Your task = Pull each line holding the word "corner" from the data.

-=-=-

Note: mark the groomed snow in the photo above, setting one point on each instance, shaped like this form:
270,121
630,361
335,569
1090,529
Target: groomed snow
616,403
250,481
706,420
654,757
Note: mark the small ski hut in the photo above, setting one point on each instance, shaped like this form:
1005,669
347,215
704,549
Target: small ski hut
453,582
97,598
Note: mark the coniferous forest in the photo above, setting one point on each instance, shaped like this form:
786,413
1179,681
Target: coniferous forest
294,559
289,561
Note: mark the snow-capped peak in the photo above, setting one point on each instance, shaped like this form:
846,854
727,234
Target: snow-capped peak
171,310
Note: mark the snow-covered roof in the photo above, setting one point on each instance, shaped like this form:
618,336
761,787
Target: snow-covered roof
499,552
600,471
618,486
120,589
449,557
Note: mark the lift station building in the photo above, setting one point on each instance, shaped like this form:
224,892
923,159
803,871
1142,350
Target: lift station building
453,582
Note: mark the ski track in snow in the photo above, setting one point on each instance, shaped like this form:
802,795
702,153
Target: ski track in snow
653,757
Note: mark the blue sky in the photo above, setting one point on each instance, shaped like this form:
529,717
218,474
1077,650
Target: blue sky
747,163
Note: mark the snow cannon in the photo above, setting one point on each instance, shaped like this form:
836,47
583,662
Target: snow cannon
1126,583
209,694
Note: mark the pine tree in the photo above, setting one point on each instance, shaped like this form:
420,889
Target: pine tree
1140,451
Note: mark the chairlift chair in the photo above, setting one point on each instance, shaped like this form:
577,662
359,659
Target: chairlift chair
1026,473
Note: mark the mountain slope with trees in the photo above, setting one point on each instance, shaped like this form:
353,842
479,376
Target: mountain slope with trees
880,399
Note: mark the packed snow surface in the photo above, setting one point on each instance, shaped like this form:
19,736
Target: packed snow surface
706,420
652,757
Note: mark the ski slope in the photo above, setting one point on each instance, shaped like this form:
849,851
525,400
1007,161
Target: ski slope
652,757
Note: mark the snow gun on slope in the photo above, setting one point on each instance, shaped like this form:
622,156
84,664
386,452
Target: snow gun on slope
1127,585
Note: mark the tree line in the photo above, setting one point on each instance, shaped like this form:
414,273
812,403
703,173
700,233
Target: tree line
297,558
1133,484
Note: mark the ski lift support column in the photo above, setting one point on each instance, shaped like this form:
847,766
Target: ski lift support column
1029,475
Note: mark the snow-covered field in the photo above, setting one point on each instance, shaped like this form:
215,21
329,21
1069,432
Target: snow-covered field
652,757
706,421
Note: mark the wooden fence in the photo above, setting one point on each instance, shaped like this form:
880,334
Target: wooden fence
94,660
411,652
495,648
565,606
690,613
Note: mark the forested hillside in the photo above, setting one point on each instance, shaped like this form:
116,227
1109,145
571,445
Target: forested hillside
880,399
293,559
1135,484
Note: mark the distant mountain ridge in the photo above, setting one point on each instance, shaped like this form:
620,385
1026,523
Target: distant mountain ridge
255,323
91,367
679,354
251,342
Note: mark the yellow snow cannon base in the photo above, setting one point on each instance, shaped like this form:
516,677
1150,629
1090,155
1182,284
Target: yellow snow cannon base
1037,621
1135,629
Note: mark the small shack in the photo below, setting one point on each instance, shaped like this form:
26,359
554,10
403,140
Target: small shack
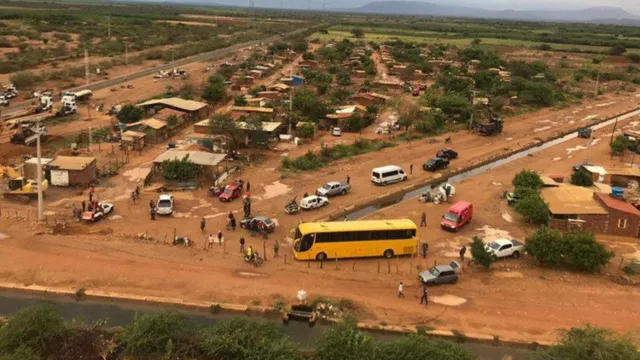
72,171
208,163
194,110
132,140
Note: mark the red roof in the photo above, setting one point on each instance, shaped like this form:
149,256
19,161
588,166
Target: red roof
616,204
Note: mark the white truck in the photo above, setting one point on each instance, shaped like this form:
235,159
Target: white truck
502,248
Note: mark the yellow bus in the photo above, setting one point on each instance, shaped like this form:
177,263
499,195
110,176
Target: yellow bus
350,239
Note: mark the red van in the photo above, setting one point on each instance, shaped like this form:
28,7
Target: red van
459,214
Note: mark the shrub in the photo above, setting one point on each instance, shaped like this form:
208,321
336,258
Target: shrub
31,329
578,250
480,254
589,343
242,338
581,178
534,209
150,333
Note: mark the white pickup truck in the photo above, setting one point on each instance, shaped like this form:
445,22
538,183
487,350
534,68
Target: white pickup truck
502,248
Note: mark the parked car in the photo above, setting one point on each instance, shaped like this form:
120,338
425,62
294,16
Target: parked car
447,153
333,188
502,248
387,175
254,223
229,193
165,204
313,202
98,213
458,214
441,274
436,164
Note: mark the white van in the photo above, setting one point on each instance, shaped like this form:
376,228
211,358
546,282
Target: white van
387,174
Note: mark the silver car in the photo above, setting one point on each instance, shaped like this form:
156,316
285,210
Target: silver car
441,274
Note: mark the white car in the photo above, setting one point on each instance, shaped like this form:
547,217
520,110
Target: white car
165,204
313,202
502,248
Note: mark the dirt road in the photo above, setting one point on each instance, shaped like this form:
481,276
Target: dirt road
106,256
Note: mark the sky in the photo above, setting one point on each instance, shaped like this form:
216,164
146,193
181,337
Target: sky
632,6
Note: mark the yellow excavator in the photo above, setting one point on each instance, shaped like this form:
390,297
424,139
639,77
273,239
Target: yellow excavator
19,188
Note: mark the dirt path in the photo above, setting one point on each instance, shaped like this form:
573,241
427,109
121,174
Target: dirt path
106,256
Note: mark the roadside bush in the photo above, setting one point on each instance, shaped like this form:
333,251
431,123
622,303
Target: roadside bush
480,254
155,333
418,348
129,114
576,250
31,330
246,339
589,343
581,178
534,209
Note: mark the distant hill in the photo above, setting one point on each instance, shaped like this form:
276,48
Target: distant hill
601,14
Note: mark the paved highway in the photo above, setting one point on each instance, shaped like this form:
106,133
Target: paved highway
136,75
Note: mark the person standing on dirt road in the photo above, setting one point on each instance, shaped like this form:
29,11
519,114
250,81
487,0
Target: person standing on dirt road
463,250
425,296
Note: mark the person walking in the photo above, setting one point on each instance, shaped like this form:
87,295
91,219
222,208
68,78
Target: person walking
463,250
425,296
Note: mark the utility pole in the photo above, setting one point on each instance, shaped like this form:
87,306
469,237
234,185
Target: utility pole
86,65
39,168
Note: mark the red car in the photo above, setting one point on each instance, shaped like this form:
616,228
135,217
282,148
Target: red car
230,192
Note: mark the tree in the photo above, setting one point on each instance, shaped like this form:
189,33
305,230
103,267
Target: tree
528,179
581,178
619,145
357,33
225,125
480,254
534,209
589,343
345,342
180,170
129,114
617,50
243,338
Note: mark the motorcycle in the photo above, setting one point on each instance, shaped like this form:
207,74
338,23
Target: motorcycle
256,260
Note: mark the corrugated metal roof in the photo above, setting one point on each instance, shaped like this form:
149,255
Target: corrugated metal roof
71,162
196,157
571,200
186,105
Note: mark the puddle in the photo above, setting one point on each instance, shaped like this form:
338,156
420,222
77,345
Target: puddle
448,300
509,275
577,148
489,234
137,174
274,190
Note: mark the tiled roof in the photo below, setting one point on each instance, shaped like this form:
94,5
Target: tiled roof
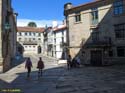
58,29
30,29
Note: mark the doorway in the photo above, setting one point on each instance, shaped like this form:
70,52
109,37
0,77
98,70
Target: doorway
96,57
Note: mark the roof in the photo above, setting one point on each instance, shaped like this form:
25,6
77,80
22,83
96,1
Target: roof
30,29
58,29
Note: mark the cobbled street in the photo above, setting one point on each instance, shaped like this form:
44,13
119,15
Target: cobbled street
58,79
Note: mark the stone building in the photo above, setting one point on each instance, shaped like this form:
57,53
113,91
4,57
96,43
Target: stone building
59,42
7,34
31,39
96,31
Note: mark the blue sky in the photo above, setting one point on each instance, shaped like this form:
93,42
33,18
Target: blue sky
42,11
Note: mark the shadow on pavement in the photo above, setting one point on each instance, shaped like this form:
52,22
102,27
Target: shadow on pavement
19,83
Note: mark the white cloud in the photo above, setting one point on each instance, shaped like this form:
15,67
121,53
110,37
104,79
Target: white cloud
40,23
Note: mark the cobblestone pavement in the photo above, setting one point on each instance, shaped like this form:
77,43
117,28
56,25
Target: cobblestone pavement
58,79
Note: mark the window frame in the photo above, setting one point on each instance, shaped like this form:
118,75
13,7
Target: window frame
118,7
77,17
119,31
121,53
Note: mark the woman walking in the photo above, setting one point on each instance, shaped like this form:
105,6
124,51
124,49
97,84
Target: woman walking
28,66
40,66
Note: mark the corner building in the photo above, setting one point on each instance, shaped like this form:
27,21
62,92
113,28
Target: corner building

-=-=-

Answer for the task =
Note: mark the corner building in the photo above, setting one point on each instance, shaped like this form:
Target: corner building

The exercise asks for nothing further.